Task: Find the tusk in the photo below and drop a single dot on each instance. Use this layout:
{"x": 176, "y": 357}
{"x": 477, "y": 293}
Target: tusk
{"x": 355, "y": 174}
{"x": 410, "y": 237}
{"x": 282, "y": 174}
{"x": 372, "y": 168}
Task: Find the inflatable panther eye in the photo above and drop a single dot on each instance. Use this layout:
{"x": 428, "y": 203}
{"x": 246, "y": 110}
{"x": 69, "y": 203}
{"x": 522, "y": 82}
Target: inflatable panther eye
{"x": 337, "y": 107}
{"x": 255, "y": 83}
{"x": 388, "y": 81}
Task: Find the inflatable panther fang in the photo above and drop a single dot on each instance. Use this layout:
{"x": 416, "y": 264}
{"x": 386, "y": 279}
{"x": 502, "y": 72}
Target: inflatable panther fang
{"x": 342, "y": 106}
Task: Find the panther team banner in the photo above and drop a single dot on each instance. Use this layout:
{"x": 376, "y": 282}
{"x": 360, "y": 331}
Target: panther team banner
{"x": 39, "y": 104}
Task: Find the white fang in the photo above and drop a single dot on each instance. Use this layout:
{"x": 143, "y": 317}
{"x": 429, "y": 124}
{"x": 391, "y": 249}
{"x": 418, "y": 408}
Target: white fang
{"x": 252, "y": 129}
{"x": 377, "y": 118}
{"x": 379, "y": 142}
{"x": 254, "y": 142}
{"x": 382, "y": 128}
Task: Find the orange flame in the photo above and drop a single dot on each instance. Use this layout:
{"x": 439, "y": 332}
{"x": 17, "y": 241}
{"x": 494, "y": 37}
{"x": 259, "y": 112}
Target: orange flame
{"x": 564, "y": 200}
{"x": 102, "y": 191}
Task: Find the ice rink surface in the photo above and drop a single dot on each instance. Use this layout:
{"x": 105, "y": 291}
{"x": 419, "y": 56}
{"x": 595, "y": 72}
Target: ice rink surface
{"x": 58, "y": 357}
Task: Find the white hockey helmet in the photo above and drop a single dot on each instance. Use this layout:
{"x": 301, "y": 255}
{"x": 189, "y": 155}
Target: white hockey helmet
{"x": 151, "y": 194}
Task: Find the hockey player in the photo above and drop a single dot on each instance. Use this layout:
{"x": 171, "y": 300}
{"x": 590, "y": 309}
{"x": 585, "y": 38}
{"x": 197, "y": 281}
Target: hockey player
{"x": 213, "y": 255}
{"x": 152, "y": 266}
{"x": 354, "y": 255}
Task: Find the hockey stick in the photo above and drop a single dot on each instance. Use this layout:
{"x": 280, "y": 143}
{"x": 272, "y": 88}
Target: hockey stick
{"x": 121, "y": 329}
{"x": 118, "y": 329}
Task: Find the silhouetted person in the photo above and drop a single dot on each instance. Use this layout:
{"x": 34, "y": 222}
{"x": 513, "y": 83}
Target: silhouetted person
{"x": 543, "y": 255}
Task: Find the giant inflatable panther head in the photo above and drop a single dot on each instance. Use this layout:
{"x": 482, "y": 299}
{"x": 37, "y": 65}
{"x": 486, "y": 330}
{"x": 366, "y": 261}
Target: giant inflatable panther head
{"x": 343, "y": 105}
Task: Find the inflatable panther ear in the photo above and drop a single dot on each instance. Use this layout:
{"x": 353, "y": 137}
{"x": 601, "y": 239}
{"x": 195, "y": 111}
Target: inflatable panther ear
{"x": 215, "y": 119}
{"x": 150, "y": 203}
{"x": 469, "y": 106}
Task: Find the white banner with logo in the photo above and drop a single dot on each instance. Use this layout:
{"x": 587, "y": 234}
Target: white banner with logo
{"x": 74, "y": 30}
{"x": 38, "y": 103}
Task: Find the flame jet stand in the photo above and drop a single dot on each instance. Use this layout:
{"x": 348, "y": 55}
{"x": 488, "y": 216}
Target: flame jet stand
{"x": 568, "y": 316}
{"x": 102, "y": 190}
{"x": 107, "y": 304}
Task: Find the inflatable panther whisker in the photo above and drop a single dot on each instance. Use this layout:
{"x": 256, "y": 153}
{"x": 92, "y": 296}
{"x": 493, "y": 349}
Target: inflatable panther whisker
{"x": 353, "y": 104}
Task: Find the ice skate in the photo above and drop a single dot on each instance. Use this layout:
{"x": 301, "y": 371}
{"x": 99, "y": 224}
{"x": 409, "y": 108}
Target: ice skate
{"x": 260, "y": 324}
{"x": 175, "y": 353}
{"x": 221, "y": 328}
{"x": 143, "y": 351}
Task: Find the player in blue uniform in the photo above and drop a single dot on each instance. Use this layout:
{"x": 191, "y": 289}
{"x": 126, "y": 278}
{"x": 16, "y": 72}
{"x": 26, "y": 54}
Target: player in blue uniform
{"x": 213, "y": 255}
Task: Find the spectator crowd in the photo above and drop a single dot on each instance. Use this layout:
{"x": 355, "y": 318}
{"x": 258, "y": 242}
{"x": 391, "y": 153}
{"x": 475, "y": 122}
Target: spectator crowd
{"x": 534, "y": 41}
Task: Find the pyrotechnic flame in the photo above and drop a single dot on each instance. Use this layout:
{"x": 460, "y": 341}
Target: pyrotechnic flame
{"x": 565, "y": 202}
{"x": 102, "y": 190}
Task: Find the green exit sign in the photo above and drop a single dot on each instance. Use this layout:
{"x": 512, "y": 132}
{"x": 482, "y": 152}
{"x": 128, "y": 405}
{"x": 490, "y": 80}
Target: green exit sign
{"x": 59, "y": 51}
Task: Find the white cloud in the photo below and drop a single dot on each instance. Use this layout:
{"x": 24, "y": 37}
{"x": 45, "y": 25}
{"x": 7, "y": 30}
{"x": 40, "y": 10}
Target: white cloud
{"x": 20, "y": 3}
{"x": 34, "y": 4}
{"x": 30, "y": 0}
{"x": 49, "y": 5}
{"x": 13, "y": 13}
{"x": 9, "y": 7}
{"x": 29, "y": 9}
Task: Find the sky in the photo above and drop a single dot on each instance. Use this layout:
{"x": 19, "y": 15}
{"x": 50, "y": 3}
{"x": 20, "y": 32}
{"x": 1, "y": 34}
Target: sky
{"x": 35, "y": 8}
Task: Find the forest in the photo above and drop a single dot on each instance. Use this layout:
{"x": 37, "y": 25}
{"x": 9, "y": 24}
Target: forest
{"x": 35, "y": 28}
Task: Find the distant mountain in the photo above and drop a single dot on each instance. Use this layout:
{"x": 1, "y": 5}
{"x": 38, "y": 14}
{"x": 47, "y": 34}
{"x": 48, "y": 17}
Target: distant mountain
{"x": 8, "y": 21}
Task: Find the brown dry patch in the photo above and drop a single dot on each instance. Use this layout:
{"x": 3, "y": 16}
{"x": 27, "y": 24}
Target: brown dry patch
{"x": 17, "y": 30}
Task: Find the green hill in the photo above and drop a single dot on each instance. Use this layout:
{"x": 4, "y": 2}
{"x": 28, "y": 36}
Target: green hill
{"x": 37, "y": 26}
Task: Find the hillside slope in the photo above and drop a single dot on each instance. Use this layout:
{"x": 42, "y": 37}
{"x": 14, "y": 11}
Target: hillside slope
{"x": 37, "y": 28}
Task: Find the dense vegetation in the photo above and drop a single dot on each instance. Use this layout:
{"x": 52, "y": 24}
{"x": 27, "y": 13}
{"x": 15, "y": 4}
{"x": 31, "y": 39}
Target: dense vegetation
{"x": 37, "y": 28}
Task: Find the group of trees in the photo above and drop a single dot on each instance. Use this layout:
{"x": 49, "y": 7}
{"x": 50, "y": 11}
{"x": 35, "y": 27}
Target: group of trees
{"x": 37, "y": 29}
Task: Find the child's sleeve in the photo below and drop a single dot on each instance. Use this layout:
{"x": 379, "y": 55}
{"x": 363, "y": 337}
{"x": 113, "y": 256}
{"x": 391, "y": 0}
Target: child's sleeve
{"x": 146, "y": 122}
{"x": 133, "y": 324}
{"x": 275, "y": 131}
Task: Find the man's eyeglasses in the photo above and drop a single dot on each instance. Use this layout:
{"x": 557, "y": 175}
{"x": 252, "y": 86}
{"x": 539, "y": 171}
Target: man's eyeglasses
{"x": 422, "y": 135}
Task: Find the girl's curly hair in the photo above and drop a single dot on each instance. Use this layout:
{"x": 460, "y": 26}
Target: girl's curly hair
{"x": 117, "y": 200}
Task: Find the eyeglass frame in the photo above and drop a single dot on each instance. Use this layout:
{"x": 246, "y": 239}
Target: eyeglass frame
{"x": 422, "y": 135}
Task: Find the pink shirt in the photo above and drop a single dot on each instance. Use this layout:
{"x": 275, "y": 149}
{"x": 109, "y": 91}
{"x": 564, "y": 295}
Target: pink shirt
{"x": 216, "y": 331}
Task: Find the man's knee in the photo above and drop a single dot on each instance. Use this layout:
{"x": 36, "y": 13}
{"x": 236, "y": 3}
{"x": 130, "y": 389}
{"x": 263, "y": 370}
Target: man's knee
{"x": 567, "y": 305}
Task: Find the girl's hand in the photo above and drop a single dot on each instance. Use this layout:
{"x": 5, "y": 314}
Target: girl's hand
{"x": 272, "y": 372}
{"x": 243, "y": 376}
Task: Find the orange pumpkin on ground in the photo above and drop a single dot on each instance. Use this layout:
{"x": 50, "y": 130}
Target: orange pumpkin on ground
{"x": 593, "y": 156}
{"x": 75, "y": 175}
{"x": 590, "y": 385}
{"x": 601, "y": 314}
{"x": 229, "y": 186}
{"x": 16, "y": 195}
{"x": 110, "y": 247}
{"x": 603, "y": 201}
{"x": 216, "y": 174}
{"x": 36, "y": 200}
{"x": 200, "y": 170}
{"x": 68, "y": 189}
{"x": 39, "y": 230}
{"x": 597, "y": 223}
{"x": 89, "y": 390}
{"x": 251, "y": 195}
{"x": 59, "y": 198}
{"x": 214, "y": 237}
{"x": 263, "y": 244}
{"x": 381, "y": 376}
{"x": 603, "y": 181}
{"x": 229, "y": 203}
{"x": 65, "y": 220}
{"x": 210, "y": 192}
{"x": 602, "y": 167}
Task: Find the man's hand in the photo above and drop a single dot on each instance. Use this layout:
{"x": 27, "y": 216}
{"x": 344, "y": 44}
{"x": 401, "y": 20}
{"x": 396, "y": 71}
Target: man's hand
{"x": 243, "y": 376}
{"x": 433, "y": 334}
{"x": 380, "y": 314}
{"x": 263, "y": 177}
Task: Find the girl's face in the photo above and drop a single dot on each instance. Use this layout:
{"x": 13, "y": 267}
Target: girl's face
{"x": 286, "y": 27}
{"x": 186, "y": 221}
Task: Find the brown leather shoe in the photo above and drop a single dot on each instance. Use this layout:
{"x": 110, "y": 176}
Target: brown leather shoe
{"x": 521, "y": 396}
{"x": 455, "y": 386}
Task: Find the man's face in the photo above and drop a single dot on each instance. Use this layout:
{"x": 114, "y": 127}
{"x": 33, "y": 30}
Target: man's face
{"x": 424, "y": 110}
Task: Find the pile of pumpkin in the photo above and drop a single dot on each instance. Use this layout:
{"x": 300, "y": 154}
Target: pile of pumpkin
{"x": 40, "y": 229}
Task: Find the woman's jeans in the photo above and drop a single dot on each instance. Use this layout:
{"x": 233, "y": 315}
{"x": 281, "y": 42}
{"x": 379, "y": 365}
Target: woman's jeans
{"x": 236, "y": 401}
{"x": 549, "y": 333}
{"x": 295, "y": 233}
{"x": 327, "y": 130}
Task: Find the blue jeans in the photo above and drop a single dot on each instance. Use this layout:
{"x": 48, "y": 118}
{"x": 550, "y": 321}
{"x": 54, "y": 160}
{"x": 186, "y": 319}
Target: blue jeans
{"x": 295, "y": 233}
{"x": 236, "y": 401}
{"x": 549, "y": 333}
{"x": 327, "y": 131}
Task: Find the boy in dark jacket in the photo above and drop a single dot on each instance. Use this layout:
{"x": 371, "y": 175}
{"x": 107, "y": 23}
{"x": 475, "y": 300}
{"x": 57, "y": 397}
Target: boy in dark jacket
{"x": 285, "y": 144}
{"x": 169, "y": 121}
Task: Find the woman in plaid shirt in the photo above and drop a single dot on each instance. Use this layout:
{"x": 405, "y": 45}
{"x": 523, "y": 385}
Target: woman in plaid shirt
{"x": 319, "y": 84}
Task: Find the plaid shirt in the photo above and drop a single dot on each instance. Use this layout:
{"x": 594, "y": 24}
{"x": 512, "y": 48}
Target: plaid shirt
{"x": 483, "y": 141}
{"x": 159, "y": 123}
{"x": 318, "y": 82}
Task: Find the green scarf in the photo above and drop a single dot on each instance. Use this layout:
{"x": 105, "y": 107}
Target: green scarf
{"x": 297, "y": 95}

_REQUIREMENT:_
Could you report how many lines of the entries include the word "below"? Only the number is needed.

_WRITTEN ANSWER:_
3